- Aim -
In the listing below, find the line containing "For every instance of the blonde woman's". Write out that line and every line after it to the end, exactly and only those.

- Location identification entries -
** Start **
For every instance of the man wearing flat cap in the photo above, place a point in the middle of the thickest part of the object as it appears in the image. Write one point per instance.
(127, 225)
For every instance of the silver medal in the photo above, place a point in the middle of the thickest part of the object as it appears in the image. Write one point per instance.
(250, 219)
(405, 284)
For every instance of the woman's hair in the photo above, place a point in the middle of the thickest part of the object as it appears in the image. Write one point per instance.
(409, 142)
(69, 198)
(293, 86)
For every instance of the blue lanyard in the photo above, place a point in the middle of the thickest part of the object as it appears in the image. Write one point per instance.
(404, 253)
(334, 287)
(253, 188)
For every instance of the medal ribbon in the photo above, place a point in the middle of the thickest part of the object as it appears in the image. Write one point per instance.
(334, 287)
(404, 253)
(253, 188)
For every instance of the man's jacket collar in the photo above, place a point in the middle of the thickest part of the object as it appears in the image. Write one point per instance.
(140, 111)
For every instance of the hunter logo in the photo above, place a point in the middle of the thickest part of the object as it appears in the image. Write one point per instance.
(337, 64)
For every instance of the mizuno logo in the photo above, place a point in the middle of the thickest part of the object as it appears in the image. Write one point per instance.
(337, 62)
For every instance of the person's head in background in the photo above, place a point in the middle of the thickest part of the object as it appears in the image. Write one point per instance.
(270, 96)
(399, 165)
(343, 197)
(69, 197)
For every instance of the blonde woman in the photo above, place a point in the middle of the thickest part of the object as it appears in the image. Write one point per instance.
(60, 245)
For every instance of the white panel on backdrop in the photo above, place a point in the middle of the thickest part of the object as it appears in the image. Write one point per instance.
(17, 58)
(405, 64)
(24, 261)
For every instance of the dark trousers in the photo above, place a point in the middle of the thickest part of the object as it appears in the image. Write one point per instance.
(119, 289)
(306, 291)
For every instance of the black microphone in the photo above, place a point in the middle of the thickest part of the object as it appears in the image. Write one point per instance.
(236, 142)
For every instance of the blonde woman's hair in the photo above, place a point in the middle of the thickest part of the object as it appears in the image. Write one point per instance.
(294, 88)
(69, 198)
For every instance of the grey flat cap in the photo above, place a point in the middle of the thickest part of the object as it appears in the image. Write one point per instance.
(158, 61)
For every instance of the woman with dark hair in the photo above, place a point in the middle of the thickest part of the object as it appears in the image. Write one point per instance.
** End **
- Problem solution -
For every instance of the blonde woman's hair in the photo above, place a point in the middle of the thickest part of the object as it appears in the image. Write one point per instance.
(294, 88)
(69, 198)
For every instance of the grey flat cap in the photo above, place a point in the middle of the thickest part of the object as it appears in the image. Write one point per instance.
(158, 61)
For every instance of the woman with dark hair in the photo above, place a point in the middle of the thickest part of the object as it appears in the image. Write one point per instance.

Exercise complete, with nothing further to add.